### Description of the task:
All the entries below should be reproduced exactly.

╭─ Given data

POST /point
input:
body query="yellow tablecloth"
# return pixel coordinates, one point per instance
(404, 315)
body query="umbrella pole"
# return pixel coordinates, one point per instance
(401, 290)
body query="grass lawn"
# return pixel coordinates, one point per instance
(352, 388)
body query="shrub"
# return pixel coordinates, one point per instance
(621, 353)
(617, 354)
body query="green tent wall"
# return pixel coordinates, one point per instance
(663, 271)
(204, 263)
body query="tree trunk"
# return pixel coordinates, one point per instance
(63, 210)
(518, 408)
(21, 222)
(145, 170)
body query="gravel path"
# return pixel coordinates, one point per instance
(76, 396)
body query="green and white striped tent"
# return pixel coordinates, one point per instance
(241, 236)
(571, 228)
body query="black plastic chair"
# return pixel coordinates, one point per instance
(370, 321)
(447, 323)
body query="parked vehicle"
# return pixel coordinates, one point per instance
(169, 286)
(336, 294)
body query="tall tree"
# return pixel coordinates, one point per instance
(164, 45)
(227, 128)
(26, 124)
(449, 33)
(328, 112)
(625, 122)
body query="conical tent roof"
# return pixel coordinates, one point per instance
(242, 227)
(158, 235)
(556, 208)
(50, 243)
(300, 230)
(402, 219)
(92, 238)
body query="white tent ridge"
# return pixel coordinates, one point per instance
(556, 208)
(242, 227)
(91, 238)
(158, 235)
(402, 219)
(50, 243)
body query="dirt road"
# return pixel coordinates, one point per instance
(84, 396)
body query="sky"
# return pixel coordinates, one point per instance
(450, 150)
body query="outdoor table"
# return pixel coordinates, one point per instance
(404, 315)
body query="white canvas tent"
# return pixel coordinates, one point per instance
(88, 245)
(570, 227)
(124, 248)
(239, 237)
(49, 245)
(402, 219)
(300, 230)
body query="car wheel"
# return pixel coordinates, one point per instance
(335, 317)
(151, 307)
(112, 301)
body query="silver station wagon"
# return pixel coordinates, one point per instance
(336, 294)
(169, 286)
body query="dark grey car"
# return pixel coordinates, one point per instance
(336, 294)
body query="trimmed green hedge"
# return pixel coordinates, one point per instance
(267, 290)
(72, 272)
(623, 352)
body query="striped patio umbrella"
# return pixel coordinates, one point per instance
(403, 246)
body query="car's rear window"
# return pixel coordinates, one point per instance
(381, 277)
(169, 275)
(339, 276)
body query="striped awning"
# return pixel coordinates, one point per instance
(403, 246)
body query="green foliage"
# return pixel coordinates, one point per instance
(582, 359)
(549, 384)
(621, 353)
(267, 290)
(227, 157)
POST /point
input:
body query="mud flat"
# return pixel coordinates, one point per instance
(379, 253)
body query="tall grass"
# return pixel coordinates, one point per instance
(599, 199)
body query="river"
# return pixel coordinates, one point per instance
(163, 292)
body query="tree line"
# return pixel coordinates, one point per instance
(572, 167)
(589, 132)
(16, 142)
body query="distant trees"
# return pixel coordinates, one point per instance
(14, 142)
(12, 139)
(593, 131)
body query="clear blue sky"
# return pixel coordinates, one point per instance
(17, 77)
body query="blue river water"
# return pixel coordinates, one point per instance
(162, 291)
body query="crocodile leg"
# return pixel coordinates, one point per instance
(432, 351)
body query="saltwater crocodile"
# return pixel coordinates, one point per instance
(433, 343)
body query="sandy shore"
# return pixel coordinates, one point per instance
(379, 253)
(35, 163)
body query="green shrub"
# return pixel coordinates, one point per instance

╰─

### Result for this task:
POST /point
input:
body query="yellow tablecloth"
# return pixel coordinates, one point per instance
(404, 315)
body query="umbrella pole"
# return pixel coordinates, one point per instance
(401, 290)
body query="grass lawn"
# return pixel coordinates, one point per instance
(352, 388)
body query="shrub"
# return pixel coordinates, one point per instance
(621, 353)
(617, 354)
body query="green tent wall"
# return pixel coordinates, one point per instance
(663, 271)
(204, 263)
body query="tree trunk"
# return pixel coordinates, one point per instance
(63, 210)
(518, 408)
(21, 222)
(145, 170)
body query="gravel path"
# return pixel coordinates, one point per instance
(76, 396)
body query="green and white striped tent"
# return pixel coordinates, one point per instance
(241, 236)
(571, 228)
body query="black plastic chair"
# return pixel coordinates, one point per instance
(370, 321)
(447, 323)
body query="parked vehicle"
# return pixel coordinates, one point per instance
(169, 286)
(336, 294)
body query="tall tree"
# return pixel coordinates, one point per instance
(164, 45)
(227, 128)
(26, 124)
(449, 33)
(328, 112)
(625, 122)
body query="conical tent roof"
# return pixel coordinates, one point per instance
(242, 227)
(158, 235)
(556, 208)
(50, 243)
(300, 230)
(402, 219)
(92, 238)
body query="white tent ridge"
# return pixel coordinates, one point per instance
(556, 208)
(242, 227)
(91, 238)
(158, 235)
(402, 219)
(50, 243)
body query="dirt road"
# return pixel coordinates, one point per instance
(84, 396)
body query="sky"
# return pixel coordinates, one point per instance
(450, 150)
body query="outdoor table"
# return pixel coordinates, one point per instance
(404, 315)
body query="white canvas tent"
# return pixel coordinates, one point per instance
(88, 245)
(570, 227)
(124, 248)
(239, 237)
(49, 245)
(402, 219)
(300, 230)
body query="car wheel"
# return pixel coordinates, one point per instance
(335, 317)
(151, 307)
(112, 301)
body query="silver station wagon"
# return pixel coordinates, one point per instance
(336, 294)
(169, 286)
body query="dark grey car"
# return pixel coordinates, one point per instance
(336, 294)
body query="trimmed green hedge"
# return pixel coordinates, one point per instance
(267, 290)
(72, 272)
(623, 352)
body query="striped patio umbrella"
# return pixel coordinates, one point per instance
(403, 246)
body query="car's rear window"
# return pixel coordinates, one point per instance
(381, 277)
(169, 275)
(339, 276)
body query="striped awning"
# return pixel coordinates, one point per instance
(403, 246)
body query="green foliage"
# return pixel coordinates, one point per instance
(582, 359)
(549, 384)
(621, 353)
(267, 290)
(227, 157)
POST /point
input:
body query="mud flat"
# return pixel coordinates, one point per instance
(379, 253)
body query="tall grass"
# return pixel coordinates, one point per instance
(599, 199)
body query="river"
# return pixel coordinates, one point per instance
(163, 292)
body query="tree line"
# return pixel coordinates, one point per instance
(572, 167)
(589, 132)
(16, 142)
body query="distant trees"
# return pixel coordinates, one point per instance
(14, 142)
(12, 139)
(593, 131)
body query="clear blue sky"
# return pixel coordinates, one point per instance
(17, 77)
body query="blue river water"
# return pixel coordinates, one point per instance
(162, 291)
body query="crocodile leg"
# return pixel coordinates, one point per instance
(432, 351)
body query="saltwater crocodile"
# return pixel coordinates, one point per instance
(433, 343)
body query="sandy shore"
# return pixel coordinates, one point per instance
(379, 253)
(35, 163)
body query="green shrub"
# return pixel coordinates, one point per instance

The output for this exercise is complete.